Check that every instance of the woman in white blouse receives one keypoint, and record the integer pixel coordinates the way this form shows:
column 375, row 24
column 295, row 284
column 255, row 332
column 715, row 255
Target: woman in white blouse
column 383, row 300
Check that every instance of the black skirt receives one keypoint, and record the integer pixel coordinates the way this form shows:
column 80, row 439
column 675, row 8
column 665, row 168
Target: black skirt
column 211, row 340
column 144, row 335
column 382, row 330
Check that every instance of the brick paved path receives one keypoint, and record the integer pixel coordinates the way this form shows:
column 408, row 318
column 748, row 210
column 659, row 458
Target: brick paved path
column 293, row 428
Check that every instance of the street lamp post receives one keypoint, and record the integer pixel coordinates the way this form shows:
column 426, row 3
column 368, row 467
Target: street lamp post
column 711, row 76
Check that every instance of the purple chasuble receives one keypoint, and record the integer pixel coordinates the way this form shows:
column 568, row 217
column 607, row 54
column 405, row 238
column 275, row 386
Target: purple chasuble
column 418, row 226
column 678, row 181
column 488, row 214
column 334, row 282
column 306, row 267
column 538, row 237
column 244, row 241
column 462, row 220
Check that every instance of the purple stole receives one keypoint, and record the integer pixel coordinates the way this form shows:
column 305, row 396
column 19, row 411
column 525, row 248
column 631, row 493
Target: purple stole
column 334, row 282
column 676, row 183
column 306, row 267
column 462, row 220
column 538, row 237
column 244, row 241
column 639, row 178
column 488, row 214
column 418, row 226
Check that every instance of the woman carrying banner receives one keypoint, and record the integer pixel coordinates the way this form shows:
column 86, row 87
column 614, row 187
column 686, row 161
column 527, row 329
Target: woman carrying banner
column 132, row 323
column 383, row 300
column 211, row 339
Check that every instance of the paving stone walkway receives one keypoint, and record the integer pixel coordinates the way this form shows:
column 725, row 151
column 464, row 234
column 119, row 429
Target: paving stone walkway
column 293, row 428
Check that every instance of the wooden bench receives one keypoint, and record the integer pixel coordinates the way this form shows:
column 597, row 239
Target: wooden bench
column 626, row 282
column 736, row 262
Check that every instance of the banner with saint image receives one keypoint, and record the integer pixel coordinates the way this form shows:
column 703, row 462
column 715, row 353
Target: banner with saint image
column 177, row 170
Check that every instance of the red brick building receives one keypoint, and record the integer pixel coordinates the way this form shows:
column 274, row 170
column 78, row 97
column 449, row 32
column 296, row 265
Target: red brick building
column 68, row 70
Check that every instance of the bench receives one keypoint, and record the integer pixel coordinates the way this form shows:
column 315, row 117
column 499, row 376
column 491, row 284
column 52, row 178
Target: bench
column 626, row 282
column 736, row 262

AIM. Update the records starting at the line that contains "Check that every instance of the purple stole" and ending at the line that contains "column 639, row 178". Change "purple stole" to "violet stole", keep everything else the same, and give back only those lines.

RESPONSE TO THIS TASK.
Check that every instance of the violet stole receives one keypoint, and record the integer pixel coordinates the way this form shows:
column 305, row 396
column 19, row 411
column 525, row 248
column 631, row 493
Target: violet stole
column 334, row 282
column 676, row 183
column 306, row 267
column 462, row 220
column 538, row 237
column 244, row 241
column 639, row 178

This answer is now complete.